**Source passage:**

● ● ● ●

Born into a family of musicians, Eddie had an early inclination toward the church and became a devoted gospel singer who initially shunned instruments and rejected blues music. After his family moved to Louisiana, he became a preacher at age 15. Later he returned to Mississippi and became pastor in the Baptist Church, and later in the Colored Methodist Episcopal Church. By 1927 he acquired a passion for blues from James McCoy and Willie Wilson, whose slide guitar work inspired him to become a blues performer himself. In a short time he became a proficient performer, with his own bottleneck guitar style and a vocal approach deeply influenced by his experience in the church. The tension between his church obligations and musical lifestyle led him to give up his pastorate.

After a two-year stint in Mississippi’s Parchman Farm prison for murder (House stated that the homicide was in self-defense), Eddie was exiled from Clarksdale, Mississippi, and found himself in the nearby small town of Lula, Mississippi. Coincidentally, Charlie Patton was living and performing there at the time with his musical partner Willie Brown, the former having been temporarily exiled from his base of Dockery Plantation. Patton and Brown, who were both Delta blues stars, observed the relatively unknown but passionate House and became close friends and performing partners with him.

When Paramount Records sought Patton to record additional sides in 1930, he decided to bring House, Brown, and pianist Louise Johnson with him to the sessions in Grafton Wisconsin. The resulting recordings are considered blues classics. After Charlie Patton’s death in 1934, House kept a lower profile while continuing to perform. He recorded for Alan Lomax in 1941 and 1942, including some songs with Willie Brown, Fiddlin’ Joe Martin and Leroy Williams. In 1943, he moved to Rochester, NY and all but ceased playing music.

In 1964, House was relocated and contacted by blues and folk music enthusiasts, and after relearning his music style he became one of the most celebrated artists of the blues and folk revival of the 1960s and 1970s.  He performed for large audiences at major folk festivals including Newport and elsewhere throughout the U.S. and toured Europe with other rediscovered Delta blues artists including Booker “Bukka” White and Skip James. House recorded extensively during this period and provided invaluable firsthand information about prewar Delta blues including figures such as Patton and Robert Johnson, the latter having been influenced by the older House. House placed equal emphasis on blues and gospel music, and advocated the definition of blues as primarily music of the heart, distinguished from “so-called” blues, which he saw as potentially dangerous.

Eddie House died on October 21, 1988 in Detroit Michigan, from complications caused by laryngeal cancer. He was 86.

Sources:
Daniel Beaumont, Preachin' the Blues: The Life and Times of Son House (Oxford: Oxford University Press, 2011); Robert Palmer, Deep Blues (New York: Penguin Group, 1981); Gayle Dean Wardlow, Chasin’ That Devil Music (San Francisco: Miller Freeman Books, 1998).

● ● ● ●

[Point localization data]

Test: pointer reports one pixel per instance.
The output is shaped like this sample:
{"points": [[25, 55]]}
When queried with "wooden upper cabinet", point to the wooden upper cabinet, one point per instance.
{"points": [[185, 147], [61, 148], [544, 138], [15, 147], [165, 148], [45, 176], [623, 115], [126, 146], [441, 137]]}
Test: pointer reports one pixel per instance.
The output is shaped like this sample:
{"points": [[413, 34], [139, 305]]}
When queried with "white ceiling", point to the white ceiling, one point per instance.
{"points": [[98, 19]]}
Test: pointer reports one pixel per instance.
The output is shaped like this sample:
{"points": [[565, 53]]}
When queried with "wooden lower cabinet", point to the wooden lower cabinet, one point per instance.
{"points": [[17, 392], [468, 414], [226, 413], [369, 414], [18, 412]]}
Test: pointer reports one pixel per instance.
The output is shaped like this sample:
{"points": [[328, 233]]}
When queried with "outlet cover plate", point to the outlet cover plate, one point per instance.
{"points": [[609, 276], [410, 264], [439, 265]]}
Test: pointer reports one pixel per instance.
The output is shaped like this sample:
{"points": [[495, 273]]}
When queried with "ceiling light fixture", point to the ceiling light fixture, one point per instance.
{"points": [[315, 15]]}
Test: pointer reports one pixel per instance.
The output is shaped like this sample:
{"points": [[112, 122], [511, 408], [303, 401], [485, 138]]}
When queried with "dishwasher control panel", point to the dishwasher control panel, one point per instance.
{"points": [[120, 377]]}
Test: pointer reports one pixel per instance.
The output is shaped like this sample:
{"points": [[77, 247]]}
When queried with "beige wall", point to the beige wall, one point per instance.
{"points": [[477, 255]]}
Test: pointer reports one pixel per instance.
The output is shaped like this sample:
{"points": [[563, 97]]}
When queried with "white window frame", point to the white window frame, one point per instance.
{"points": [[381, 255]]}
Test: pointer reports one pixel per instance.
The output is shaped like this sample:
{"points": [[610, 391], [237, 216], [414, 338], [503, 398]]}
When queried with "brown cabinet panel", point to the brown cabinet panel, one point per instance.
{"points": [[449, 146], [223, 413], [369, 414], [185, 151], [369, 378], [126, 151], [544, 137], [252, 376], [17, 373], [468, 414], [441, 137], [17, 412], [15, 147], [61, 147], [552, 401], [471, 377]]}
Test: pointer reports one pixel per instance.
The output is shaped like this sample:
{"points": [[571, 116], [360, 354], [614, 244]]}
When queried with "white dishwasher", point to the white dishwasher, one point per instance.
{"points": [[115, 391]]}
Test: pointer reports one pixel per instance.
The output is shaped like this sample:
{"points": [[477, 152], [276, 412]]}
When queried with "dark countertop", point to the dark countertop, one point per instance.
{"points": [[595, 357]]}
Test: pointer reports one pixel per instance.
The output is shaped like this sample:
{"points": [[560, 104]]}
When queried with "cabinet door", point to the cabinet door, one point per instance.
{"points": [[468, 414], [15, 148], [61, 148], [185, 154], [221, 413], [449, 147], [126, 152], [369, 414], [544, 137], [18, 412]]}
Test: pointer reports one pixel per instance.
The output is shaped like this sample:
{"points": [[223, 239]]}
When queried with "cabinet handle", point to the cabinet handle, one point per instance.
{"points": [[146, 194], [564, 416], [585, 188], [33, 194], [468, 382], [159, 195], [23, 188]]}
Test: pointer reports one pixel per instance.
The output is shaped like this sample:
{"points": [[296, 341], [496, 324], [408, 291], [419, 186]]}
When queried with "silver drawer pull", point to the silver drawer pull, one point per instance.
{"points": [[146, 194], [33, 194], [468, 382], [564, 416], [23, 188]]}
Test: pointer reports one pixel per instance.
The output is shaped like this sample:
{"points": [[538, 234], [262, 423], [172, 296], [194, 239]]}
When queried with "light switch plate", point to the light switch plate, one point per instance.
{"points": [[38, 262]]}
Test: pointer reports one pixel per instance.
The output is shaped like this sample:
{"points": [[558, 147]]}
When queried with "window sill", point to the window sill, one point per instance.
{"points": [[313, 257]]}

● ● ● ●

**What to do:**
A. List the titles of the works cited under the sources heading of the biographical passage on Eddie House.
B. In the biographical passage on Eddie House, rewrite the part that opens with the words "Born into a" and closes with "up his pastorate.", changing "preacher" to "minister".
Rely only on the biographical passage on Eddie House.

**Your responses:**
A. Preachin' the Blues: The Life and Times of Son House; Deep Blues; Chasin' That Devil Music

B.
Born into a family of musicians, Eddie had an early inclination toward the church and became a devoted gospel singer who initially shunned instruments and rejected blues music. After his family moved to Louisiana, he became a minister at age 15. Later he returned to Mississippi and became pastor in the Baptist Church, and later in the Colored Methodist Episcopal Church. By 1927 he acquired a passion for blues from James McCoy and Willie Wilson, whose slide guitar work inspired him to become a blues performer himself. In a short time he became a proficient performer, with his own bottleneck guitar style and a vocal approach deeply influenced by his experience in the church. The tension between his church obligations and musical lifestyle led him to give up his pastorate.